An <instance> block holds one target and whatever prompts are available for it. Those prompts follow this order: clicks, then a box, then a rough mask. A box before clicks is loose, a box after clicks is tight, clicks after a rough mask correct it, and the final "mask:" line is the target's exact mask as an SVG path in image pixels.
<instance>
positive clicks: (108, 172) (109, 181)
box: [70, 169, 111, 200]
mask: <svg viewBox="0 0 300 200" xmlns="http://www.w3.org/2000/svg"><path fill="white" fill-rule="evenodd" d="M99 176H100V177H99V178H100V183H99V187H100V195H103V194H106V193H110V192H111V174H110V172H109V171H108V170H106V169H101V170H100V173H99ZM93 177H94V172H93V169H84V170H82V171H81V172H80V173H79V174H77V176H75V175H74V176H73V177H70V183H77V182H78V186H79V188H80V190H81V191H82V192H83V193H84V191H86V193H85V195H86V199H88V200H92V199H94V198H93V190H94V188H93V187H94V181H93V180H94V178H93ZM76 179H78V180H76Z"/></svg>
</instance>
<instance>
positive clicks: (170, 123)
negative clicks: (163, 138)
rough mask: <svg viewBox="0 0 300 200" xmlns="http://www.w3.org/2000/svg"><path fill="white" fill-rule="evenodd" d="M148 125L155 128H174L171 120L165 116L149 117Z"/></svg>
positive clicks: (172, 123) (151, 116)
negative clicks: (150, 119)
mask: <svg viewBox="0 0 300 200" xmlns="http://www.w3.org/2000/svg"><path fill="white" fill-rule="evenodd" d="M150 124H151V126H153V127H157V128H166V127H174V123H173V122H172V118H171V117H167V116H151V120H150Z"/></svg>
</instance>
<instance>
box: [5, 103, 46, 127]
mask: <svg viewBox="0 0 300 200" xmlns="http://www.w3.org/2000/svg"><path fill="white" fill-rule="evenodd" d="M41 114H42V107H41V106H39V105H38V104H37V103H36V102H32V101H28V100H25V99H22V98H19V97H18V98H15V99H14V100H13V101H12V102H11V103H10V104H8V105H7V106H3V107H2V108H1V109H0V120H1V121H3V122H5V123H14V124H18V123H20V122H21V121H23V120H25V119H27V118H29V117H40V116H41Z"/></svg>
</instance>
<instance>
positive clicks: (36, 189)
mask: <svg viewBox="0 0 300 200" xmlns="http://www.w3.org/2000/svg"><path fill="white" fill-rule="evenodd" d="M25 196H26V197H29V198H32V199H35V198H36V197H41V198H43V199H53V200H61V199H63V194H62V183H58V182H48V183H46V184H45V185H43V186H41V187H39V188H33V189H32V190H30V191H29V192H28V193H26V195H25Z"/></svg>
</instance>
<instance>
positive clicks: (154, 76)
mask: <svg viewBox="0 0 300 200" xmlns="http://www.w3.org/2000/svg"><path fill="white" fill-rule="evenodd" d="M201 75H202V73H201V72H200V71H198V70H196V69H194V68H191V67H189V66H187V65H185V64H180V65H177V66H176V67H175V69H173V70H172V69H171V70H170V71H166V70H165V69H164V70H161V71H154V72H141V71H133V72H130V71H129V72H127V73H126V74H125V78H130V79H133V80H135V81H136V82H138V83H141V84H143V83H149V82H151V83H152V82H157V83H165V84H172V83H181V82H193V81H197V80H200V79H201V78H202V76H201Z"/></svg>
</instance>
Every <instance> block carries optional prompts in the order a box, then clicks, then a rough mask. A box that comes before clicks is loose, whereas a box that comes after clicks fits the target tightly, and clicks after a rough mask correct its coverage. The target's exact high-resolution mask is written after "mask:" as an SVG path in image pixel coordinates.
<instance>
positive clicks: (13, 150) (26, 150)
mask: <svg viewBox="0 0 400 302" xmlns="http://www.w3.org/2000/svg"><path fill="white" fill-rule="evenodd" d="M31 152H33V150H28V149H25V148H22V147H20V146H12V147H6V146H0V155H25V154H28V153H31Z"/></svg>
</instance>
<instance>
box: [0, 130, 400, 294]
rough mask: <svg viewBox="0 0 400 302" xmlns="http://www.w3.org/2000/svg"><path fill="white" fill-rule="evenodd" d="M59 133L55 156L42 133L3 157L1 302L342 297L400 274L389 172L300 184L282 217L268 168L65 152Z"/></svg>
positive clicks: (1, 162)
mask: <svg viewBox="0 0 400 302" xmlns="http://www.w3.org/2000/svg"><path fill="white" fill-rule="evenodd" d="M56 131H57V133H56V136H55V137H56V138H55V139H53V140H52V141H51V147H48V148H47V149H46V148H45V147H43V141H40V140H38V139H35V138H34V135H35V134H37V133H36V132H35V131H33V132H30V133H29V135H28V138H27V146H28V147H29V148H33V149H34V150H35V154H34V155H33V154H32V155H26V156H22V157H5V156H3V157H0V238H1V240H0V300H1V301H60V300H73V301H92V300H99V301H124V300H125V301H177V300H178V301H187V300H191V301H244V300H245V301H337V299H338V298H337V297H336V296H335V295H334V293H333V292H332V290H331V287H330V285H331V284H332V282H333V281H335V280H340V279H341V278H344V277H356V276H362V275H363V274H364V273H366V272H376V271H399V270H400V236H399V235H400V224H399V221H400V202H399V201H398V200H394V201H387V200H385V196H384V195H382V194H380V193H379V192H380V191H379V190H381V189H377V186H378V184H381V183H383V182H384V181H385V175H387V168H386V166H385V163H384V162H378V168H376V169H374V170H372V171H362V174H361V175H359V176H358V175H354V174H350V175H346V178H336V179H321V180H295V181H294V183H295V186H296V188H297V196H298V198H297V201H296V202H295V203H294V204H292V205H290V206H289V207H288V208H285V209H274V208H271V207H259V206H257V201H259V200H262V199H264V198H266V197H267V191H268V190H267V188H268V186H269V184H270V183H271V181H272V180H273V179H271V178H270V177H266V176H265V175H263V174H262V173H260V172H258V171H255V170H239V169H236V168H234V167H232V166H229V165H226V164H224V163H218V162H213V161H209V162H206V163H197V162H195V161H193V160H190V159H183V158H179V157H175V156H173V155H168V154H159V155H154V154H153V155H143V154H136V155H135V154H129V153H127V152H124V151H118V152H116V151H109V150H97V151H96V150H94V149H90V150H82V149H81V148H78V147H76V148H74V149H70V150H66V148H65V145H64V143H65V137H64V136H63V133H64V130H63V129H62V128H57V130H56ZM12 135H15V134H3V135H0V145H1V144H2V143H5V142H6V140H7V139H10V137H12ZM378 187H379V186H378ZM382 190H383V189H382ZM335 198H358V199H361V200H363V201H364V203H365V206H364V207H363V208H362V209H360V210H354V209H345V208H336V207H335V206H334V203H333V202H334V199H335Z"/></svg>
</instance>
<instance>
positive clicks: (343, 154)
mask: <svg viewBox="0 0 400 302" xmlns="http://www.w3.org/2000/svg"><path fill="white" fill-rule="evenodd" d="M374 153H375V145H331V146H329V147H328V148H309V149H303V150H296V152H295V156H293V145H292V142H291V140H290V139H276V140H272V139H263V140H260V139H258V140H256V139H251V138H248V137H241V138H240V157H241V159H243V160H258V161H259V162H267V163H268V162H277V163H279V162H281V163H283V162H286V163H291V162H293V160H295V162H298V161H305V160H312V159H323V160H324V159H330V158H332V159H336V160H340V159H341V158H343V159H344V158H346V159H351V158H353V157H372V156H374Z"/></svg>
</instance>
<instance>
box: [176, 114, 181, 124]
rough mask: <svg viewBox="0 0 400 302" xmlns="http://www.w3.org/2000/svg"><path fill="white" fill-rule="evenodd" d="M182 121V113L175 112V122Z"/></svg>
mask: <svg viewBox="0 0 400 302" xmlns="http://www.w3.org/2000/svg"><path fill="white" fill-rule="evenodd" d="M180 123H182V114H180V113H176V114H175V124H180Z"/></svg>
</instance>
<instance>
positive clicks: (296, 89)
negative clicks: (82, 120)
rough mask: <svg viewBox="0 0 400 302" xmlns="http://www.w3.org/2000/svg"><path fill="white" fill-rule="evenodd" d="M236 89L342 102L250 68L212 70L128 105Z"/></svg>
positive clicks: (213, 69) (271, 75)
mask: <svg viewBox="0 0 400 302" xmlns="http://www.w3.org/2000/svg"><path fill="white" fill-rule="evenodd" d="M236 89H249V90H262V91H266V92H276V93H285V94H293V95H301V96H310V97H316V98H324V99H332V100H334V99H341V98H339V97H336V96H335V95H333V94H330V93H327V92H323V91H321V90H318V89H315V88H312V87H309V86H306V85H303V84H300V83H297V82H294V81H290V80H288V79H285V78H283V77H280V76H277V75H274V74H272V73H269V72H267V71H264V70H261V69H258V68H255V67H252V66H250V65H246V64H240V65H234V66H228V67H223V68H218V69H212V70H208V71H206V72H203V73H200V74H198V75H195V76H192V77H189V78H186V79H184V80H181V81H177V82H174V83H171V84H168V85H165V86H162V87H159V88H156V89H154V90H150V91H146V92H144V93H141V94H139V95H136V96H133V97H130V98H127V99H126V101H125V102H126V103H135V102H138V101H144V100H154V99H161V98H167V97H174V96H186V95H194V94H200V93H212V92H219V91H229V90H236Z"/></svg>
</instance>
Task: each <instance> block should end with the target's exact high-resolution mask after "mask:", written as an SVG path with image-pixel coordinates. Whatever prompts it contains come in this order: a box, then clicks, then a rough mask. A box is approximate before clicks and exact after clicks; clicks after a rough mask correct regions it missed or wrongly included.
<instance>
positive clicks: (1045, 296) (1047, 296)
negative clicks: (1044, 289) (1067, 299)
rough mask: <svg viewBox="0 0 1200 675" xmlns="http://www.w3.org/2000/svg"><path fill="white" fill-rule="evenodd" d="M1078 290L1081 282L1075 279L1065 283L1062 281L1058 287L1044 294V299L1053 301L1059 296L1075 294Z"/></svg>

• [WHAT THE TASK REQUIRES]: Tally the lines of the rows that contain the string "exact" and give only that number.

• [EXERCISE RESPONSE]: 3